→ TASK TO COMPLETE: Reproduce only the lines that begin at the line with "on right wall." and run to the end of the entries; omit every picture.

(Position identification records)

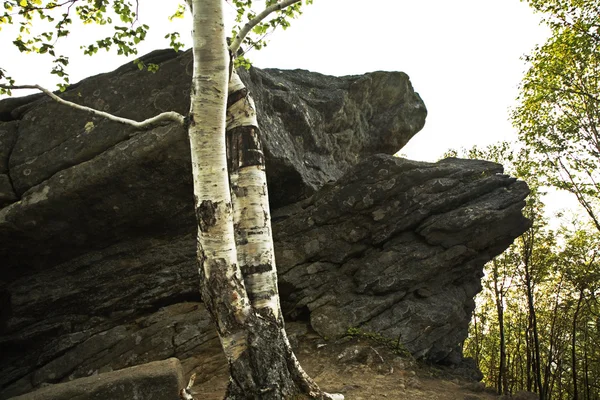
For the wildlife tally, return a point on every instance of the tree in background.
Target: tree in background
(235, 248)
(545, 292)
(558, 115)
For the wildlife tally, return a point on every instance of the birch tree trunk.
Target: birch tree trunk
(235, 248)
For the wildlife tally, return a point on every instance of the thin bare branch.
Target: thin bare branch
(166, 116)
(239, 38)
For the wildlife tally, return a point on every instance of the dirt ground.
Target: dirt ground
(361, 368)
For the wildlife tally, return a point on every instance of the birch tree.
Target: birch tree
(235, 248)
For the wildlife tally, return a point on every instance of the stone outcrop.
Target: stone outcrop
(159, 380)
(394, 246)
(97, 232)
(97, 175)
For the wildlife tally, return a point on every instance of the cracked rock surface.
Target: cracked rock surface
(97, 231)
(395, 246)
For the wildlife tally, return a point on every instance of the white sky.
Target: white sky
(463, 57)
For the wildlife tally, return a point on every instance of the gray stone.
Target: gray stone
(98, 250)
(159, 380)
(362, 252)
(313, 126)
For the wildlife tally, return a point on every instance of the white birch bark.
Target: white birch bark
(222, 283)
(252, 222)
(252, 218)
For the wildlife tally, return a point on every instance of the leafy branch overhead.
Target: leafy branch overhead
(54, 21)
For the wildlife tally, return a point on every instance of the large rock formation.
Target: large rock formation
(97, 230)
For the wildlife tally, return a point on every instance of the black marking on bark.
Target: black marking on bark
(244, 148)
(256, 269)
(240, 237)
(188, 121)
(261, 296)
(206, 213)
(236, 96)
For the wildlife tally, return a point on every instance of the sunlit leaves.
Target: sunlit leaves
(174, 41)
(246, 11)
(58, 20)
(558, 116)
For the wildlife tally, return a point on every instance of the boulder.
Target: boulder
(97, 230)
(395, 247)
(159, 380)
(104, 177)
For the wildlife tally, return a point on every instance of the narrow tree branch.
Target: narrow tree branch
(239, 38)
(166, 116)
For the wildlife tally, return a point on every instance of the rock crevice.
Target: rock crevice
(98, 254)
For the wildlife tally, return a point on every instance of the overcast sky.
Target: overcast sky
(463, 57)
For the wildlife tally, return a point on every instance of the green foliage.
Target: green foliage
(556, 272)
(53, 21)
(257, 39)
(392, 344)
(558, 115)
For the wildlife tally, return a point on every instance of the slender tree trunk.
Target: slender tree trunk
(248, 319)
(528, 239)
(529, 364)
(256, 254)
(586, 368)
(221, 284)
(548, 376)
(573, 345)
(502, 378)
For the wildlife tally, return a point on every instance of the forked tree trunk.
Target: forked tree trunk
(235, 247)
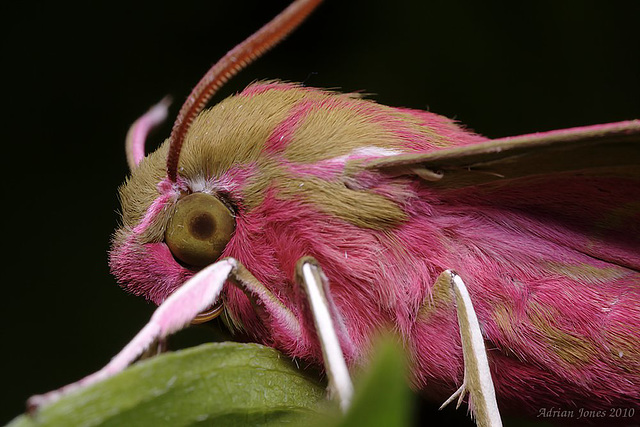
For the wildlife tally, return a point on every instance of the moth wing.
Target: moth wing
(586, 180)
(590, 149)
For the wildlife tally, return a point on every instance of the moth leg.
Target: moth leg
(315, 285)
(176, 312)
(477, 376)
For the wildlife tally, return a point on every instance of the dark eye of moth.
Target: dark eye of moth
(199, 230)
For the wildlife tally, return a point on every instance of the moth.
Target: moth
(311, 219)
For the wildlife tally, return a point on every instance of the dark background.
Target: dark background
(75, 76)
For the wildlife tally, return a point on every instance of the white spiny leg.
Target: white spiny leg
(197, 294)
(313, 281)
(477, 376)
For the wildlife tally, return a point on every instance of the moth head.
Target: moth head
(174, 224)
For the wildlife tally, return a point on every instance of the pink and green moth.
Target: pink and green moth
(288, 193)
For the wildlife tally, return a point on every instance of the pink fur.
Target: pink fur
(506, 245)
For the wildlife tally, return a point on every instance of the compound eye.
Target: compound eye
(199, 230)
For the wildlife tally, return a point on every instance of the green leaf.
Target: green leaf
(382, 396)
(226, 384)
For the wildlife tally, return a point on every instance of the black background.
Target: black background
(74, 76)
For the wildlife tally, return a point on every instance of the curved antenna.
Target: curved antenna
(230, 64)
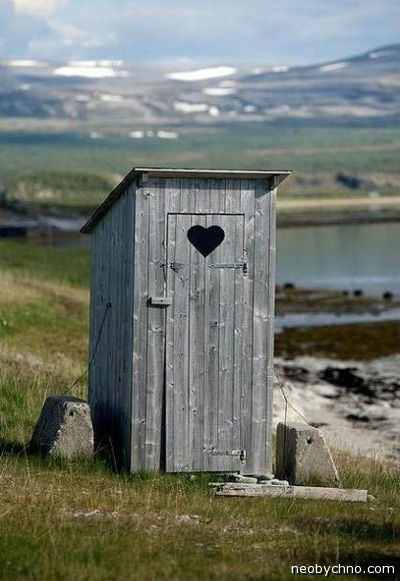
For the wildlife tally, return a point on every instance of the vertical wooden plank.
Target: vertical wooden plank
(260, 331)
(238, 378)
(271, 319)
(226, 317)
(247, 195)
(156, 325)
(140, 328)
(178, 437)
(126, 326)
(197, 350)
(212, 313)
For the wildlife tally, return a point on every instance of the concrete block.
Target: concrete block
(302, 454)
(64, 428)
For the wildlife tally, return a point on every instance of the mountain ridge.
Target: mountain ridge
(360, 89)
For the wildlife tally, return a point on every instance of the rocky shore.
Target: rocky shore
(355, 404)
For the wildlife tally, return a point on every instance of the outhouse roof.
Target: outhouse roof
(116, 193)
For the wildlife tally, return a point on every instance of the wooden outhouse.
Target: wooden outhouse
(182, 320)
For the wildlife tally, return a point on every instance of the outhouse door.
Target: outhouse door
(206, 390)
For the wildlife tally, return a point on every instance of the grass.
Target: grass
(79, 520)
(306, 150)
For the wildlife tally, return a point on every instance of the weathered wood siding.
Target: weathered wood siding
(111, 329)
(163, 418)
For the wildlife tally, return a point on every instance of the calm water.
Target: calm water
(345, 257)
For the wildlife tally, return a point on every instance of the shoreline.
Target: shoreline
(19, 223)
(336, 211)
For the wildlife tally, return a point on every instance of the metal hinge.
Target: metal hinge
(241, 454)
(236, 265)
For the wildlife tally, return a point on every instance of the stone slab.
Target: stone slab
(302, 454)
(64, 428)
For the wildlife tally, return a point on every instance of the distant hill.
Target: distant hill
(362, 89)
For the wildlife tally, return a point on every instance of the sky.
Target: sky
(188, 32)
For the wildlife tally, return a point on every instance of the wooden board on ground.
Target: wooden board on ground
(308, 492)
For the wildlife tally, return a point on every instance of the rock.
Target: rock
(244, 479)
(302, 454)
(64, 428)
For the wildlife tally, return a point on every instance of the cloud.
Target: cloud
(223, 31)
(35, 7)
(18, 31)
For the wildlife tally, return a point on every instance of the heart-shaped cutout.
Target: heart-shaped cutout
(205, 240)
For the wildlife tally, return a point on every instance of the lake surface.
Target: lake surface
(343, 257)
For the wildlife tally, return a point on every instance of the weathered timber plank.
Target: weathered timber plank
(156, 326)
(261, 316)
(247, 208)
(306, 492)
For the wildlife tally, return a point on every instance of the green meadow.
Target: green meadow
(80, 520)
(81, 170)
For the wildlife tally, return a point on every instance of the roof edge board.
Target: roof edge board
(116, 193)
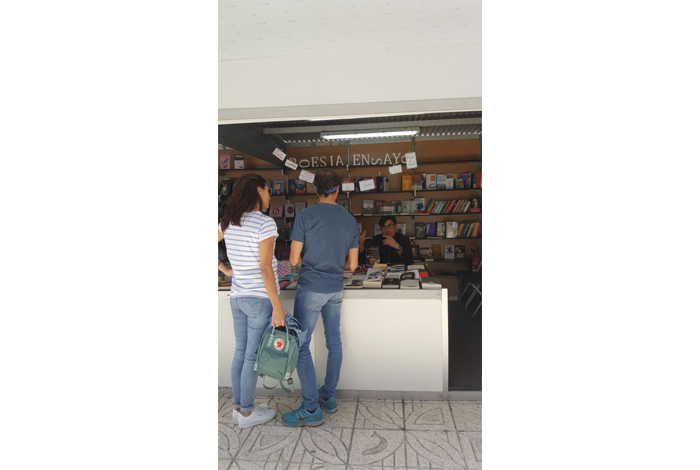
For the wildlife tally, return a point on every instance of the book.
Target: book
(420, 230)
(276, 211)
(431, 283)
(417, 181)
(451, 229)
(289, 210)
(300, 187)
(426, 253)
(440, 230)
(374, 278)
(406, 182)
(437, 252)
(440, 181)
(239, 163)
(278, 188)
(409, 280)
(378, 206)
(372, 255)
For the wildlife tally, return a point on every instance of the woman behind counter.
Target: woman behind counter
(250, 242)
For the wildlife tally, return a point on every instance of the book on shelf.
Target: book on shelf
(300, 187)
(372, 255)
(420, 230)
(278, 188)
(426, 253)
(289, 210)
(440, 181)
(374, 278)
(437, 252)
(431, 181)
(440, 230)
(276, 211)
(238, 162)
(417, 181)
(378, 206)
(431, 283)
(406, 183)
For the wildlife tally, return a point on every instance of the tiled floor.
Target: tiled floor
(364, 434)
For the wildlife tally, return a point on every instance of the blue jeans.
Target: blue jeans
(251, 316)
(307, 307)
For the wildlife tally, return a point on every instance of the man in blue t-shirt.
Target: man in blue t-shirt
(324, 239)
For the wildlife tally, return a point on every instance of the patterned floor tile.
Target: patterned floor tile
(378, 447)
(428, 416)
(434, 449)
(329, 447)
(269, 444)
(467, 415)
(471, 445)
(231, 438)
(379, 414)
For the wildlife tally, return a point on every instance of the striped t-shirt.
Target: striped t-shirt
(243, 250)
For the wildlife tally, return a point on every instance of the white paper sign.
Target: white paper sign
(411, 161)
(307, 176)
(395, 169)
(279, 154)
(366, 184)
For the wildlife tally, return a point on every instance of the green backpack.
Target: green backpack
(278, 353)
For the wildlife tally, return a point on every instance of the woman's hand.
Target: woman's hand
(278, 315)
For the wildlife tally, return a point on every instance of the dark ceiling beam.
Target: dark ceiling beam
(249, 139)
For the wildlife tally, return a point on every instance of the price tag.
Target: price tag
(279, 154)
(366, 185)
(307, 176)
(411, 161)
(395, 169)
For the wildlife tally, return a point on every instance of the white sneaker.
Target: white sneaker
(257, 416)
(235, 414)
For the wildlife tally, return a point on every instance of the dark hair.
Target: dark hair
(244, 198)
(325, 180)
(385, 218)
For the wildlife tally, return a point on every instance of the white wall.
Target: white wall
(431, 78)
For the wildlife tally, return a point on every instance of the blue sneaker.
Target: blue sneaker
(328, 406)
(301, 417)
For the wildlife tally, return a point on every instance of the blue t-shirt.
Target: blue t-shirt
(328, 231)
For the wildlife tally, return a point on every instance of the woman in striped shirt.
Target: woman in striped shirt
(250, 243)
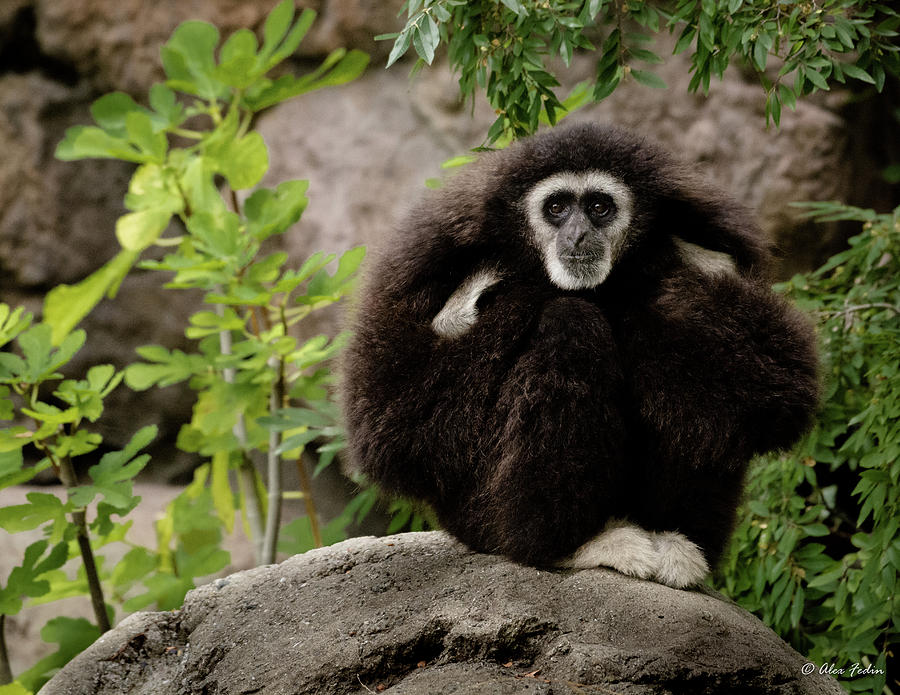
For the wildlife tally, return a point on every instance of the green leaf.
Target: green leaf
(271, 212)
(331, 286)
(292, 40)
(243, 162)
(66, 305)
(73, 635)
(857, 73)
(28, 578)
(188, 58)
(141, 132)
(89, 142)
(220, 487)
(239, 65)
(338, 68)
(401, 46)
(153, 187)
(816, 78)
(111, 110)
(138, 230)
(41, 360)
(276, 27)
(113, 476)
(169, 112)
(12, 323)
(168, 368)
(41, 508)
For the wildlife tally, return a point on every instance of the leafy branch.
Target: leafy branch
(506, 47)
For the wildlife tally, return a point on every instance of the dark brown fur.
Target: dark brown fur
(643, 398)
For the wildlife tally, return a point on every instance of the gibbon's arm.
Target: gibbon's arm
(421, 375)
(722, 368)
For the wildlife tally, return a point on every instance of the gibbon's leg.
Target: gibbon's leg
(667, 557)
(460, 312)
(621, 546)
(560, 471)
(680, 562)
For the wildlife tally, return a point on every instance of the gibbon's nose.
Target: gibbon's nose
(574, 232)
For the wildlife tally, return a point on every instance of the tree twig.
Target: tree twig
(5, 670)
(273, 511)
(246, 471)
(306, 487)
(79, 519)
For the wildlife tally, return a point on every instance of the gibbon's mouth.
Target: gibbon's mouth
(580, 256)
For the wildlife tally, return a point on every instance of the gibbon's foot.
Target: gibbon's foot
(620, 545)
(666, 557)
(680, 562)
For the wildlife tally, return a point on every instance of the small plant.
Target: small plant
(817, 553)
(249, 371)
(504, 47)
(56, 432)
(260, 391)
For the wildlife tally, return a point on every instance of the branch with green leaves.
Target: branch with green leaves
(507, 47)
(248, 363)
(817, 552)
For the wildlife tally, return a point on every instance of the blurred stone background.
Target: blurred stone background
(367, 148)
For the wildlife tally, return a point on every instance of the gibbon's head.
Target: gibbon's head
(579, 220)
(585, 197)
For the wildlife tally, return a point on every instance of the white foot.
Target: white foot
(680, 562)
(460, 312)
(667, 557)
(620, 545)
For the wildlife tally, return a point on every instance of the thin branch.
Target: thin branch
(273, 511)
(306, 487)
(5, 670)
(246, 471)
(79, 519)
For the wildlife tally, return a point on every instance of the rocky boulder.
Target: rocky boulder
(418, 613)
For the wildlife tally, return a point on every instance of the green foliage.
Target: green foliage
(248, 366)
(504, 47)
(259, 388)
(29, 374)
(817, 553)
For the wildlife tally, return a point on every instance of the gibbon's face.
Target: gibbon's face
(579, 222)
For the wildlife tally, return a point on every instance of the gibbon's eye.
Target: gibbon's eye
(557, 206)
(599, 207)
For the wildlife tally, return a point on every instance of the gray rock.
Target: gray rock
(418, 613)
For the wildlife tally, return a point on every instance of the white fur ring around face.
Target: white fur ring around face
(667, 557)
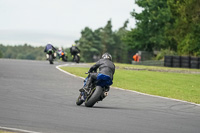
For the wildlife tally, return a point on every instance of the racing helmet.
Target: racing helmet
(60, 48)
(107, 56)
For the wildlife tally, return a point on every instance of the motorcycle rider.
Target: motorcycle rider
(106, 67)
(50, 46)
(74, 50)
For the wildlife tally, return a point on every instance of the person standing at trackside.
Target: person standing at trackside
(74, 50)
(106, 68)
(50, 46)
(136, 57)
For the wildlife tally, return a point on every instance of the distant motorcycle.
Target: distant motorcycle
(62, 55)
(50, 54)
(97, 93)
(76, 58)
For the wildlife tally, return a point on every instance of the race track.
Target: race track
(36, 96)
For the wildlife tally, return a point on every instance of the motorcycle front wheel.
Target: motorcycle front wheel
(94, 97)
(79, 101)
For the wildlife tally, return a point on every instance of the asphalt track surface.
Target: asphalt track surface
(36, 96)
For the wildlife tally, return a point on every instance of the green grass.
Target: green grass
(173, 85)
(2, 131)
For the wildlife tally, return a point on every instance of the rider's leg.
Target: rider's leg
(92, 77)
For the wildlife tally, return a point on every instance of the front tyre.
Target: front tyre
(79, 101)
(90, 101)
(51, 59)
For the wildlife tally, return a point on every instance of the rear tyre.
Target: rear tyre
(95, 97)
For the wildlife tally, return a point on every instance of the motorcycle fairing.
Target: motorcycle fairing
(104, 80)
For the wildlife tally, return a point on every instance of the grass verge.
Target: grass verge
(181, 86)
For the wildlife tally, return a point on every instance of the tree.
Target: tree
(151, 25)
(186, 27)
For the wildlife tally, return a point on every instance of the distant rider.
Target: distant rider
(106, 68)
(74, 50)
(50, 46)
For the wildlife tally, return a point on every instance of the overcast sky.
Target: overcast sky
(38, 22)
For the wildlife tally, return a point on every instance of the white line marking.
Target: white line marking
(17, 130)
(125, 89)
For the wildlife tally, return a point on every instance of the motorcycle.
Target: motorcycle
(99, 90)
(50, 56)
(62, 56)
(76, 58)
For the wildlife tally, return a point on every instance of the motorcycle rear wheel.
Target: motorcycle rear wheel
(95, 97)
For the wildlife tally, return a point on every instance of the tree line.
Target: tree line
(169, 26)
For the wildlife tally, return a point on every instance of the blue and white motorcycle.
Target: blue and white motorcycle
(98, 91)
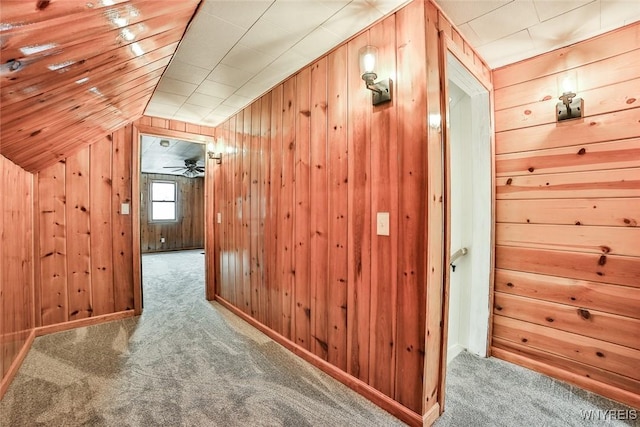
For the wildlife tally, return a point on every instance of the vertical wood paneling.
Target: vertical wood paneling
(338, 171)
(287, 200)
(274, 253)
(254, 213)
(100, 206)
(122, 223)
(384, 198)
(557, 243)
(412, 152)
(319, 227)
(238, 210)
(303, 295)
(246, 209)
(359, 221)
(434, 368)
(370, 305)
(79, 235)
(16, 267)
(263, 229)
(226, 285)
(53, 244)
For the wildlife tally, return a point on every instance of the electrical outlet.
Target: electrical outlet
(383, 223)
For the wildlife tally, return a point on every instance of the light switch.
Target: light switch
(383, 223)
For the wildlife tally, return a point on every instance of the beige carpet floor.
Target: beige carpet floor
(184, 362)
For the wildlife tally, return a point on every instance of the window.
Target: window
(163, 201)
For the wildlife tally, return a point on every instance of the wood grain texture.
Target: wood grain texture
(319, 222)
(338, 214)
(620, 212)
(302, 218)
(567, 259)
(100, 182)
(384, 198)
(572, 292)
(53, 244)
(16, 269)
(359, 219)
(79, 235)
(412, 152)
(46, 115)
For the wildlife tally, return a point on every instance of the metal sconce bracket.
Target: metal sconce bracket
(218, 158)
(381, 91)
(569, 108)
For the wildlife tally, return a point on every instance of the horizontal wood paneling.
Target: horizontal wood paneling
(185, 233)
(574, 292)
(622, 212)
(590, 323)
(567, 276)
(603, 240)
(16, 268)
(601, 184)
(590, 351)
(589, 157)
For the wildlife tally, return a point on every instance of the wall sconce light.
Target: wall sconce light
(570, 107)
(212, 154)
(381, 89)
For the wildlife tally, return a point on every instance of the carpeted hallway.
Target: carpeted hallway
(184, 362)
(188, 362)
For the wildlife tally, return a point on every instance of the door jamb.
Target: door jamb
(138, 131)
(447, 45)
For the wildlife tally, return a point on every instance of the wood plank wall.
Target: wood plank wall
(84, 249)
(314, 162)
(188, 231)
(16, 266)
(567, 286)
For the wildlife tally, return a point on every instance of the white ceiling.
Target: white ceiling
(236, 50)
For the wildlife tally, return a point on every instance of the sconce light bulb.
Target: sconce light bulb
(369, 62)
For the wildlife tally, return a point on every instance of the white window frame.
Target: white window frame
(174, 201)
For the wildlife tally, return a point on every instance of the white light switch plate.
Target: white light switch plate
(383, 223)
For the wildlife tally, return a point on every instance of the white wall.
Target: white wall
(470, 203)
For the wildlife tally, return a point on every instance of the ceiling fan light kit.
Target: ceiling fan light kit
(191, 168)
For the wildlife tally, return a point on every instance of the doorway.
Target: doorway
(469, 189)
(191, 149)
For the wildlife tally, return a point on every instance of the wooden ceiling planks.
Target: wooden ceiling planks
(74, 71)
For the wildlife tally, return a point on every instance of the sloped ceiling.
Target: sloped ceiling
(236, 50)
(73, 71)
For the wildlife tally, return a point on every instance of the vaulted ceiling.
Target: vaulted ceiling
(76, 70)
(73, 71)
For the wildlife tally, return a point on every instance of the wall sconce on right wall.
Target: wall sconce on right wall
(570, 107)
(381, 89)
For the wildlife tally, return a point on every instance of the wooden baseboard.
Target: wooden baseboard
(385, 402)
(89, 321)
(606, 390)
(431, 415)
(15, 366)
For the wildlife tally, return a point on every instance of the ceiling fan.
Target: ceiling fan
(191, 168)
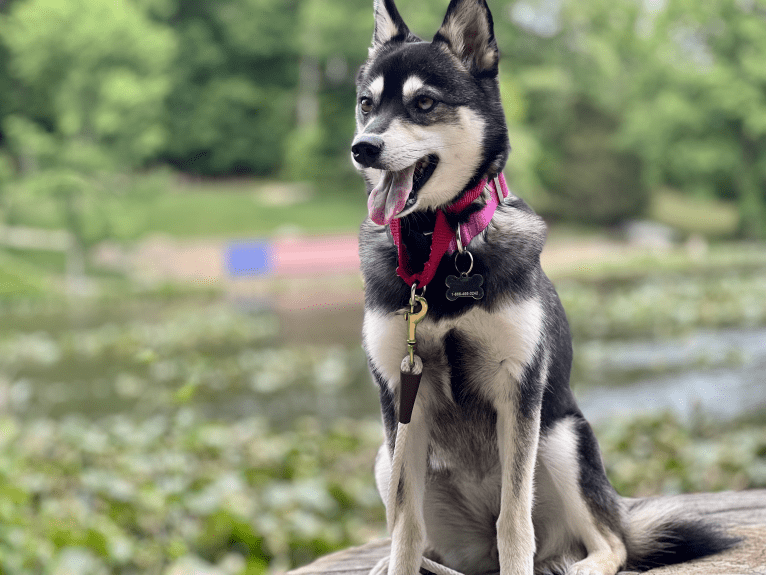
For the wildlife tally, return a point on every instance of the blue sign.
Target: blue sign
(249, 258)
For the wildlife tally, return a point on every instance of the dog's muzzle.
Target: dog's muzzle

→ RESULT:
For the wildlife tally, return a point on every instance of the wall sconce on right wall.
Target: wall sconce on right wall
(570, 107)
(381, 89)
For the wildlife tally, return a point on every instance of the wooden baseboard.
Target: wooden baseboard
(385, 402)
(89, 321)
(606, 390)
(431, 415)
(15, 366)
For the wildlife tally, return a point on every instance of the ceiling fan.
Target: ceiling fan
(191, 168)
For the wildlife tally, return a point on every instance of the blue sign.
Target: blue sign
(249, 258)
For the wildlife tally, return a point on every instance of the dog's muzzle.
Target: dog's muzzle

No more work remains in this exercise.